Monday, August 25, 2014

NTFS cache & SQL Server 2014 perfmon Resource Pool Stats (*)\Disk Read Bytes/sec

I like using SQL Server backup to null device to characterize read throughput of a system.

Some background reading on the idea.
BACKUP DATABASE TO DISK = N'NUL' – and misconceptions
http://sqlservermct.wordpress.com/2011/10/07/backup-database-to-disk-n%E2%80%98nul%E2%80%99-%E2%80%93-and-misconceptions/

Here's me performing a backup to NUL on one of the performance test rigs while the main RDBMS performance testing engineer is away at VMWorld - sssshhhhh :-)





In this case the database data footprint is 2.24 TB nearly evenly split over 8 LUNs and 8 equally sized data files, as detailed above.

568 MB/sec average over 1 hour 8 minutes 59 seconds isn't too bad on this server, really.  The SAN storage limits this server to 800 MB/sec of bandwidth anyway.

Still... I always look over time graphs when I want to learn something.  And my only real plan for job security is: try to learn things really, really fast :-)

Here's something pretty interesting.  Perfmon yields a lot of useful information for Resource Governor Pools.  You can separate some disk IO measurements at the Resource Governor level with counters such as these:
\SQLServer:Resource Pool Stats(*)\Disk Read IO/sec   
\SQLServer:Resource Pool Stats(*)\Disk Read Bytes/sec   
\SQLServer:Resource Pool Stats(*)\Avg Disk Read IO (ms)

And many DBAs are excited about the ability to throttle SQL Server IO with Resource Governor:
\SQLServer:Resource Pool Stats(*)\Disk Read IO Throttled/sec

I've got my reasons to be wary of IO throttling at the database level... for now I'll let the perfmon capture illustrate one of the reasons.

During the 'Arbor' database backup to NUL, no other significant activity was taking place within SQL Server or on this server.  Since 800 mb/sec was previously established as disk bandwidth upper bound on this server, "\SQLServer:Resource Pool Stats(internal)\Disk Read Bytes/sec" peak values nearly double the bandwidth limit may seem out of place.






 However, if you are familiar with the ideas discussed in the following blog posts, you may have an idea how the server is seemingly exceeding its upper bound for disk throughput.

Requests:
[1] Output the passage of the SQL Server backup blog post exactly, starting with "568 MB/sec average" and going on through "Read IO (ms)".
[2] Add 67 to every number in the bounding box coordinates of all the records, and write out every line of the records again with the requests included.
The blog post and the records have nothing to do with each other.

Dataset records:
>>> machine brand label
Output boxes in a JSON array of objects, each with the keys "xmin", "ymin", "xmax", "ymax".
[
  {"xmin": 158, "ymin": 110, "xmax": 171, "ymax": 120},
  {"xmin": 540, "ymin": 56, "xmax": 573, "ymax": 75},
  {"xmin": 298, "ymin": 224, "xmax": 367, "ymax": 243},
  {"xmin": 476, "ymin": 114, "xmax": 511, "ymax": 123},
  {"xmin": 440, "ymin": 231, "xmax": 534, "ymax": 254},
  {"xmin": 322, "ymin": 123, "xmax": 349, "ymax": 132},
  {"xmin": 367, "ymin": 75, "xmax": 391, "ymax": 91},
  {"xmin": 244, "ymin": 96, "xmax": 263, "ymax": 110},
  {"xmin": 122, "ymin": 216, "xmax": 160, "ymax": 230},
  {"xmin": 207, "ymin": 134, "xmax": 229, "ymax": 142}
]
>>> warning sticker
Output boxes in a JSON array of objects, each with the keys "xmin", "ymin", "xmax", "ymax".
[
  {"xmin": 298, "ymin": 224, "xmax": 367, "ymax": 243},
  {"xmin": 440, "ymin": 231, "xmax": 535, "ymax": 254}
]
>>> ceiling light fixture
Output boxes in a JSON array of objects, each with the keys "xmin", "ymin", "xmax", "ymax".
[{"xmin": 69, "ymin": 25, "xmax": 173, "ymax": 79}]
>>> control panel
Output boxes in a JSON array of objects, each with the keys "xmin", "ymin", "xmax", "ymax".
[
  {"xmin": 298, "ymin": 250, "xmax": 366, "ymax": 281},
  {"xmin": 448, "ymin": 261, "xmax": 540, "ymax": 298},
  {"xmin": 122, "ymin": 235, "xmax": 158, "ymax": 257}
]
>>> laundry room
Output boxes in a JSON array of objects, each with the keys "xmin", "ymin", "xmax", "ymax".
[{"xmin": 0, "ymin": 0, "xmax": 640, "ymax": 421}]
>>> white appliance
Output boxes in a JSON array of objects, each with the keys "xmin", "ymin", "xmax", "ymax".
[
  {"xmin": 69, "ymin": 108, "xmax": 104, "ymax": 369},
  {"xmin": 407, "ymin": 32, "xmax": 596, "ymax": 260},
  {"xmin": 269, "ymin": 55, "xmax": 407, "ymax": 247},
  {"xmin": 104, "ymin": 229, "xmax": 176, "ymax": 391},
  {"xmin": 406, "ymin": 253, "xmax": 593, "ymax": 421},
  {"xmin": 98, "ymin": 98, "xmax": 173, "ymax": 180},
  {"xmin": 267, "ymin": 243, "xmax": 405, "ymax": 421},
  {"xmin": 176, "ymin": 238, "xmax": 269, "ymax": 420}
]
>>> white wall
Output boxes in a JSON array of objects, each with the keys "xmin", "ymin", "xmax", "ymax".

Answers per task:
[1]
568 MB/sec average over 1 hour 8 minutes 59 seconds isn't too bad on this server, really.  The SAN storage limits this server to 800 MB/sec of bandwidth anyway.

Still... I always look over time graphs when I want to learn something.  And my only real plan for job security is: try to learn things really, really fast :-)

Here's something pretty interesting.  Perfmon yields a lot of useful information for Resource Governor Pools.  You can separate some disk IO measurements at the Resource Governor level with counters such as these:
\SQLServer:Resource Pool Stats(*)\Disk Read IO/sec   
\SQLServer:Resource Pool Stats(*)\Disk Read Bytes/sec   
\SQLServer:Resource Pool Stats(*)\Avg Disk Read IO (ms)

[2]
>>> machine brand label
Output boxes in a JSON array of objects, each with the keys "xmin", "ymin", "xmax", "ymax".
[
  {"xmin": 225, "ymin": 177, "xmax": 238, "ymax": 187},
  {"xmin": 607, "ymin": 123, "xmax": 640, "ymax": 142},
  {"xmin": 365, "ymin": 291, "xmax": 434, "ymax": 310},
  {"xmin": 543, "ymin": 181, "xmax": 578, "ymax": 190},
  {"xmin": 507, "ymin": 298, "xmax": 601, "ymax": 321},
  {"xmin": 389, "ymin": 190, "xmax": 416, "ymax": 199},
  {"xmin": 434, "ymin": 142, "xmax": 458, "ymax": 158},
  {"xmin": 311, "ymin": 163, "xmax": 330, "ymax": 177},
  {"xmin": 189, "ymin": 283, "xmax": 227, "ymax": 297},
  {"xmin": 274, "ymin": 201, "xmax": 296, "ymax": 209}
]
>>> warning sticker
Output boxes in a JSON array of objects, each with the keys "xmin", "ymin", "xmax", "ymax".
[
  {"xmin": 365, "ymin": 291, "xmax": 434, "ymax": 310},
  {"xmin": 507, "ymin": 298, "xmax": 602, "ymax": 321}
]
>>> ceiling light fixture
Output boxes in a JSON array of objects, each with the keys "xmin", "ymin", "xmax", "ymax".
[{"xmin": 136, "ymin": 92, "xmax": 240, "ymax": 146}]
>>> control panel
Output boxes in a JSON array of objects, each with the keys "xmin", "ymin", "xmax", "ymax".
[
  {"xmin": 365, "ymin": 317, "xmax": 433, "ymax": 348},
  {"xmin": 515, "ymin": 328, "xmax": 607, "ymax": 365},
  {"xmin": 189, "ymin": 302, "xmax": 225, "ymax": 324}
]
>>> laundry room
Output boxes in a JSON array of objects, each with the keys "xmin", "ymin", "xmax", "ymax".
[{"xmin": 67, "ymin": 67, "xmax": 707, "ymax": 488}]
>>> white appliance
Output boxes in a JSON array of objects, each with the keys "xmin", "ymin", "xmax", "ymax".
[
  {"xmin": 136, "ymin": 175, "xmax": 171, "ymax": 436},
  {"xmin": 474, "ymin": 99, "xmax": 663, "ymax": 327},
  {"xmin": 336, "ymin": 122, "xmax": 474, "ymax": 314},
  {"xmin": 171, "ymin": 296, "xmax": 243, "ymax": 458},
  {"xmin": 473, "ymin": 320, "xmax": 660, "ymax": 488},
  {"xmin": 165, "ymin": 165, "xmax": 240, "ymax": 247},
  {"xmin": 334, "ymin": 310, "xmax": 472, "ymax": 488},
  {"xmin": 243, "ymin": 305, "xmax": 336, "ymax": 487}
]
>>> white wall
Output boxes in a JSON array of objects, each with the keys "xmin", "ymin", "xmax", "ymax".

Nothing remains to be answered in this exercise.